I have been led to make these prefatory remarks to the following Letter, because I have looked with no slight anxiety

upon the progress of the Tractarian heresy, for by no other name can it be designated. The first design of the Puseyite party was admittedly to correct something of laxity in the practice of our Church, and to re-invigorate our faith by appeals to our reason. But by degrees these degenerated into mere form without godliness and a puerile attempt at a bastard imitation of Romanism. In outward demeanour, and form of apparel, as well as in the decoration of our Churches, in an endeavour to revive Popish festivals and ceremonies, and a dexterous and cunning engrafting of Papistry upon our Protestant observances, and impregnation of pure Protestant doctrines with Papist principle, we have seen a servile attempt at the imitation of Romanism. How many are there of us who have not heard in professedly Protestant places of worship, doctrine preached which has made us doubt whether we had not been dreaming of Protestantism all our lives and found our faith likely to be shipwrecked upon the rocks of a renegade religion? Things ought not so to be. If we would preserve our Protestant and Christian character we must away with all the solemn mockery of bowings and scrapings, and appeals to the senses, which are after all but a savour of idolatry. "Be not deceived, God is not mocked, for whatsoever a man soweth that shall he also reap, for he that soweth to his flesh shall of the flesh reap corruption: but he that soweth to the spirit shall of the spirit reap life everlasting." And "God that made the world and all things therein, seeing that he is Lord of heaven and earth, dwelleth not in temples made with hands, neither is worshipped with men's hands, as though he needed anything, seeing he giveth to all life and breath and all things." Dare we not then abide by the teaching of the Apostle in preference to all the dicta of "his holiness" the Pope? I am not of those who are disposed to deny that any benefit could have arisen from the publication of the "Tracts for the Times," or from the disputation which

has been created by them. But what I feared in them has actually happened. Honest, but perhaps weak minds, have been led astray by them; and so, whilst some men have remained the pastors of flocks and heads of our Church, yet preaching doctrines directly contrary to it, others have actually separated themselves from us, and gone over to the "scarlet whore of Babylon," avowed themselves Roman Catholics, and adopted Roman Catholicism, with its mariolatry, its idol worship, its invocation of saints, and countless other abominations.

[Extracted entries]
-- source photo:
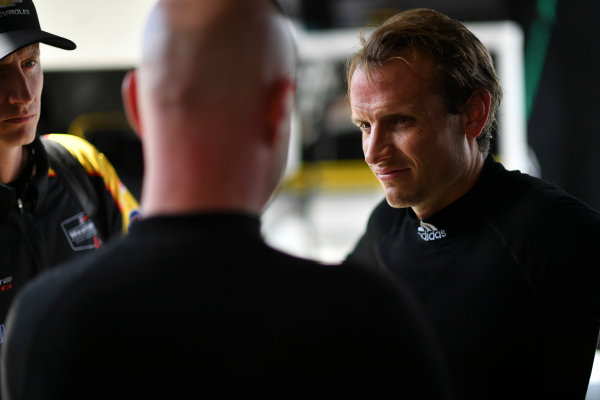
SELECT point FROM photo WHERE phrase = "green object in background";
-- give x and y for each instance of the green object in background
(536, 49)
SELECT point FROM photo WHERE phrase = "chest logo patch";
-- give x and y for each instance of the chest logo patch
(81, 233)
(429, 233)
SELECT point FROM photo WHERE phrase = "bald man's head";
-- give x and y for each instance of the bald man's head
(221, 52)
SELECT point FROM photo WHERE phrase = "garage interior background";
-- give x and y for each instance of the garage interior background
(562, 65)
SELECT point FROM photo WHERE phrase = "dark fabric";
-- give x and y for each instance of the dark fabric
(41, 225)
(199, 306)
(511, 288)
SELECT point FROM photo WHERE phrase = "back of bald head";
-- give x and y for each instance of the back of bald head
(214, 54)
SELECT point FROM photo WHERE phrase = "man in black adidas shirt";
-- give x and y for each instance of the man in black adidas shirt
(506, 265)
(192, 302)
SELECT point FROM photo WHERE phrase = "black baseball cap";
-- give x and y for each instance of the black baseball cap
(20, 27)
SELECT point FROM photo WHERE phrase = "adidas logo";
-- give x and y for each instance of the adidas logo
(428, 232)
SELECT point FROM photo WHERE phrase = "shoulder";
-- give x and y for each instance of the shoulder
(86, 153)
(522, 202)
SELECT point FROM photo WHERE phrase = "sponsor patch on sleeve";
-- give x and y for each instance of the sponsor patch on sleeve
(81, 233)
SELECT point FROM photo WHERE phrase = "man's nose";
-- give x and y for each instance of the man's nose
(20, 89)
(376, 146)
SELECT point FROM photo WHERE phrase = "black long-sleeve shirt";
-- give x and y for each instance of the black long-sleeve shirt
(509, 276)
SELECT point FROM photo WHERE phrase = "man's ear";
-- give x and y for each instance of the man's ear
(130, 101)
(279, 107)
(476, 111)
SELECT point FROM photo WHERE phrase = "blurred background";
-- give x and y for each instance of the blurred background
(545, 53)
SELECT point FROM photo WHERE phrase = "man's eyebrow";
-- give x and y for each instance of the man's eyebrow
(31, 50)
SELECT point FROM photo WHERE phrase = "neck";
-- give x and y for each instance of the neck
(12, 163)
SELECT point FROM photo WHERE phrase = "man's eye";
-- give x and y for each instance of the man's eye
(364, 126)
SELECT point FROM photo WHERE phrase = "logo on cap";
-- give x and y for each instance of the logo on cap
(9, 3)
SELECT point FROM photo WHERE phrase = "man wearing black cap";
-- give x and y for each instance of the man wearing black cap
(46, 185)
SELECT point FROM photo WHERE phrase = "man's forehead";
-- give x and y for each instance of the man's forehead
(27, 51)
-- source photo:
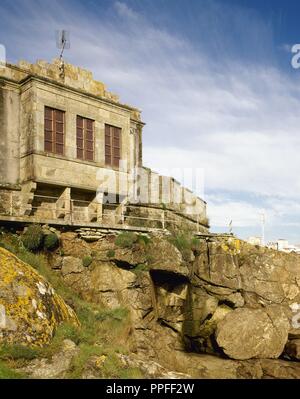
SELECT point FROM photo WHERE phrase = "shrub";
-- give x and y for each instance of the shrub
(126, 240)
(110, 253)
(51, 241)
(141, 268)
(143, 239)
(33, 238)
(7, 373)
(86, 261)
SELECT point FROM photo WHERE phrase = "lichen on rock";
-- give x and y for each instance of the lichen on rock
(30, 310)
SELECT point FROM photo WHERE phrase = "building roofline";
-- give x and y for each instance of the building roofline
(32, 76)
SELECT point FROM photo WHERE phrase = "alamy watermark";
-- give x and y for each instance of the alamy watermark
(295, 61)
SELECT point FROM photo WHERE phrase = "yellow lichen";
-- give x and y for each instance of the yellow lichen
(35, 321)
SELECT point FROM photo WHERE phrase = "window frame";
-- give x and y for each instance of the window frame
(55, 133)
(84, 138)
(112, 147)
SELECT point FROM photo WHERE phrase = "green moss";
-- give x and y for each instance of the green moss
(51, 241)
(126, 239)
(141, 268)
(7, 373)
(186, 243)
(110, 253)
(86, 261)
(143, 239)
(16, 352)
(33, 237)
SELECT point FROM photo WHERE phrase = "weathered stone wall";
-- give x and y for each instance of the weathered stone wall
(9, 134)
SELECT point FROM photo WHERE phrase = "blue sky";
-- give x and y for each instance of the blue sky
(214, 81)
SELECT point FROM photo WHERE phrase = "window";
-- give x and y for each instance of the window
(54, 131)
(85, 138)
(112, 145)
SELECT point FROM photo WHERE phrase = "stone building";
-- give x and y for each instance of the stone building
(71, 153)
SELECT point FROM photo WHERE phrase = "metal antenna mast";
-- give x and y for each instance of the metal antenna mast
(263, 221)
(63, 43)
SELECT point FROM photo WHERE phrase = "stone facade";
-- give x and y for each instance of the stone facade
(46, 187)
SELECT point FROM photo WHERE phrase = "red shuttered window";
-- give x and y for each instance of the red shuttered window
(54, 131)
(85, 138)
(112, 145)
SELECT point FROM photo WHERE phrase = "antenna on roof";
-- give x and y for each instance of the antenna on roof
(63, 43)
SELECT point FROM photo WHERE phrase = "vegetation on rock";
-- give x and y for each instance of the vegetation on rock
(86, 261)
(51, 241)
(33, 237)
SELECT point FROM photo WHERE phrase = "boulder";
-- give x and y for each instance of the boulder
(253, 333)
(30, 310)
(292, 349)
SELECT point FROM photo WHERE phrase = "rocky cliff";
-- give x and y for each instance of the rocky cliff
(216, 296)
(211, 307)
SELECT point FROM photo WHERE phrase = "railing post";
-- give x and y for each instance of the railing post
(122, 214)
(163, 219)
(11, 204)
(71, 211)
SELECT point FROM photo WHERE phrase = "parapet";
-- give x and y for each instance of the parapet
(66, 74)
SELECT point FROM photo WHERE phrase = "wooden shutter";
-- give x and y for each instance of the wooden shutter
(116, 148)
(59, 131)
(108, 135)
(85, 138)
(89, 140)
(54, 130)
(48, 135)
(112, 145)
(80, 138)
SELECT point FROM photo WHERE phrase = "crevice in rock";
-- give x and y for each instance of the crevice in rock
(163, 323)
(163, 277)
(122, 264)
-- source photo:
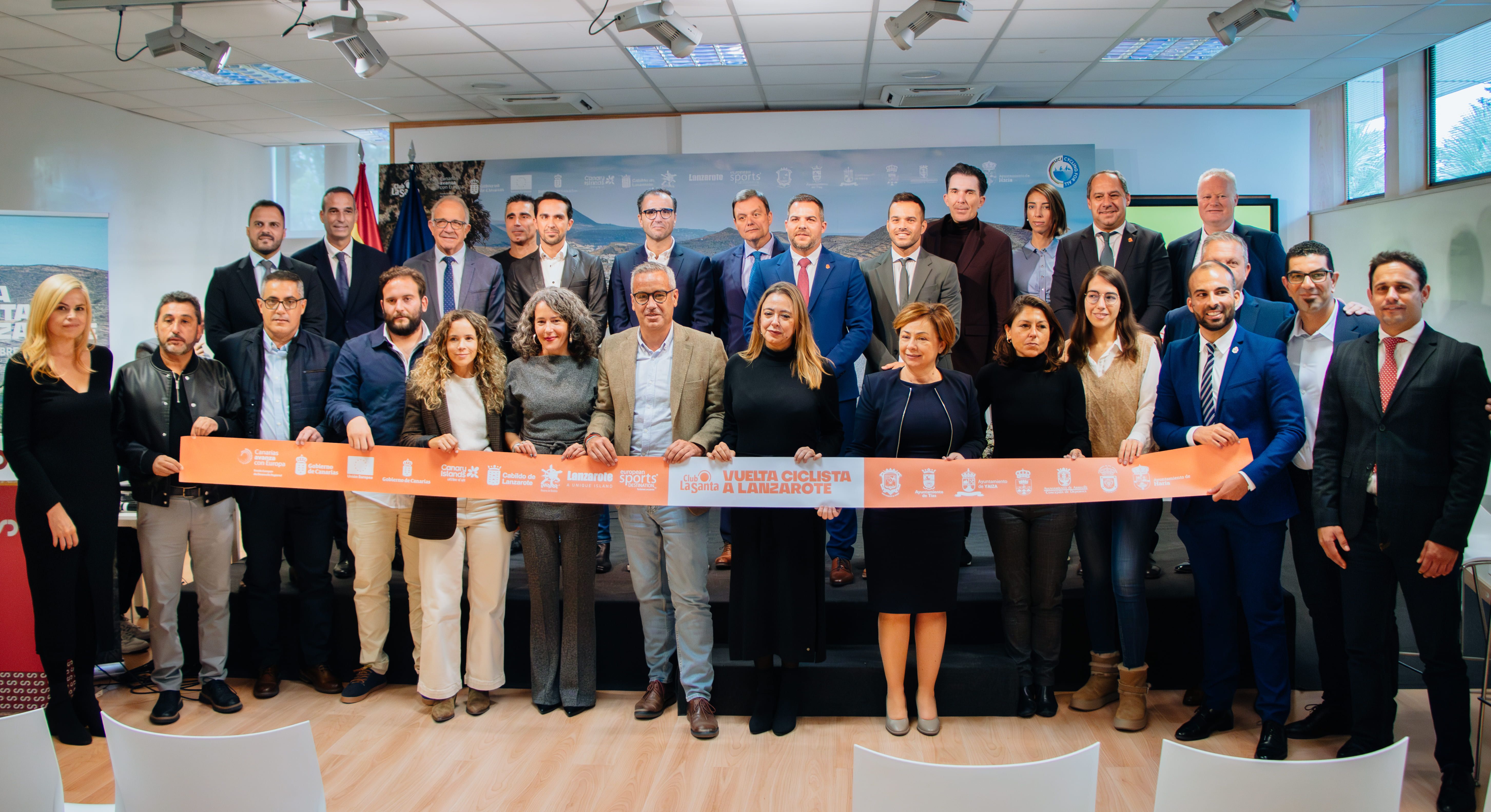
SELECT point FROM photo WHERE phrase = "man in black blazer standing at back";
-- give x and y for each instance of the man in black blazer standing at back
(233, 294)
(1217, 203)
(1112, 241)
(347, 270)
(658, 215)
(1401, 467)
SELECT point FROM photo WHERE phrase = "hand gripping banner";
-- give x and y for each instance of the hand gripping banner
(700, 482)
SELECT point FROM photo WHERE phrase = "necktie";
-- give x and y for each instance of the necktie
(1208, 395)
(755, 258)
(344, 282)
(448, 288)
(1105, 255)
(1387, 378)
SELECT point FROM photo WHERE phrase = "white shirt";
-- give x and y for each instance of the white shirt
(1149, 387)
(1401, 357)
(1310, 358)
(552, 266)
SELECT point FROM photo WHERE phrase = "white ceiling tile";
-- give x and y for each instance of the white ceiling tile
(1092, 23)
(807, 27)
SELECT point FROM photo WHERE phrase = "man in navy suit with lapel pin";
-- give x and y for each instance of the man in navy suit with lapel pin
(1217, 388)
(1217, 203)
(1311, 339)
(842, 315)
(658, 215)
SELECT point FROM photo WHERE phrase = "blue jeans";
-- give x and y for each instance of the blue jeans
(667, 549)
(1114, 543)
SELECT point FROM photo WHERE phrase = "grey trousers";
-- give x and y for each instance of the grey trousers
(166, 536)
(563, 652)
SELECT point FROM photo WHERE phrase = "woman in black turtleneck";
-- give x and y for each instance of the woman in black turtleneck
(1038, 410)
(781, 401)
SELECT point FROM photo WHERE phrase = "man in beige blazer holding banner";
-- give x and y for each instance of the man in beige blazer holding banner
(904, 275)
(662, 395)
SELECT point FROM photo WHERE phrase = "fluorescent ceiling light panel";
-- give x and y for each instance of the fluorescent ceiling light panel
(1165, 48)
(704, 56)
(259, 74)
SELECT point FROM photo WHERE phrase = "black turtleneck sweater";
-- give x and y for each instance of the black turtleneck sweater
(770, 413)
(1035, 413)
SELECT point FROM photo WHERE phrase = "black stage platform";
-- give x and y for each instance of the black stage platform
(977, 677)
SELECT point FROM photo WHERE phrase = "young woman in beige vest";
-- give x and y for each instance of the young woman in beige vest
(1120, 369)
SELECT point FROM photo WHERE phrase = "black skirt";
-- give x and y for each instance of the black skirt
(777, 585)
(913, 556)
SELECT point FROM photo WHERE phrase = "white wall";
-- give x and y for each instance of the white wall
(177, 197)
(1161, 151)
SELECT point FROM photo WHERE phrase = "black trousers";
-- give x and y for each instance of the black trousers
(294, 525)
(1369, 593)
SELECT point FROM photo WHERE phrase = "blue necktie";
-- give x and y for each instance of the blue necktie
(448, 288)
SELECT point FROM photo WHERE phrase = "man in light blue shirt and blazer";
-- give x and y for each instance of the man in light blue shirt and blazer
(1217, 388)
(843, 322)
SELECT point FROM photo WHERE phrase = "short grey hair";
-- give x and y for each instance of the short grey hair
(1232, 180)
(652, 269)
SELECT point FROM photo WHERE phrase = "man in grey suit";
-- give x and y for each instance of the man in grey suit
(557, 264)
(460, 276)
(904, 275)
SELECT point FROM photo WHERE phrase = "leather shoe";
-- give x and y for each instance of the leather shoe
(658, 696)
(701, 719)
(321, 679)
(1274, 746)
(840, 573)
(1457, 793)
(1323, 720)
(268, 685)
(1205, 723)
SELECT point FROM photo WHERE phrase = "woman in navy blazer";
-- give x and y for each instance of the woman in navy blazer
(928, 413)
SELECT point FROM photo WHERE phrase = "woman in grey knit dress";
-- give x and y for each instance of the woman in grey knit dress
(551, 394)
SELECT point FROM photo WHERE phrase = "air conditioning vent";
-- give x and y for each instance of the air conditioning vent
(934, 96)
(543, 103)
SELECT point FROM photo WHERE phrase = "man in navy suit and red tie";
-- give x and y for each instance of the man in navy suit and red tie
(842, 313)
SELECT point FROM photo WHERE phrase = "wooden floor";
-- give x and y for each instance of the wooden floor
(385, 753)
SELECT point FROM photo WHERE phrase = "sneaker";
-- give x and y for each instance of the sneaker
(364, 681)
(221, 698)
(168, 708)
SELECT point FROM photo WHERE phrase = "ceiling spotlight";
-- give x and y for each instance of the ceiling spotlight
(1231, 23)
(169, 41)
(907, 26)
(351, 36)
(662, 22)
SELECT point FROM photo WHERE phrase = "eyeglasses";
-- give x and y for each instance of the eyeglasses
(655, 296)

[Required work]
(a) List the practices that the final sentence of the text on the Tractarian heresy attributes to Roman Catholicism.
(b) Resume the text on the Tractarian heresy, picking up right after its final sentence.

[Set of answers]
(a)
- Mariolatry
- Idol worship
- Invocation of saints

(b)
Such is the perversity of human nature, that it is ever running into extremes; it is either all blandness or all rigour; all zeal or all supineness; and casting off one notion because of its absurdity, only to run into an opposite one equally monstrous. All sudden and violent changes, whether in the natural, the moral, or the physical world, are to be dreaded; but most of all in the theological. Under the banner of the Cross, empires have been convulsed with the most bloody wars; evil has raised its head in every form and shape; pride, lust, vain glory and hypocrisy have displayed their hideous features; and under the sanction of religious fanaticism, or religious bigotry, the brother's hand has been imbued in the brother's blood, whilst the martyr for conscience' sake, and the defender of the faith in its spirit and its essence, has been led a victim to the stake and the funeral pyre.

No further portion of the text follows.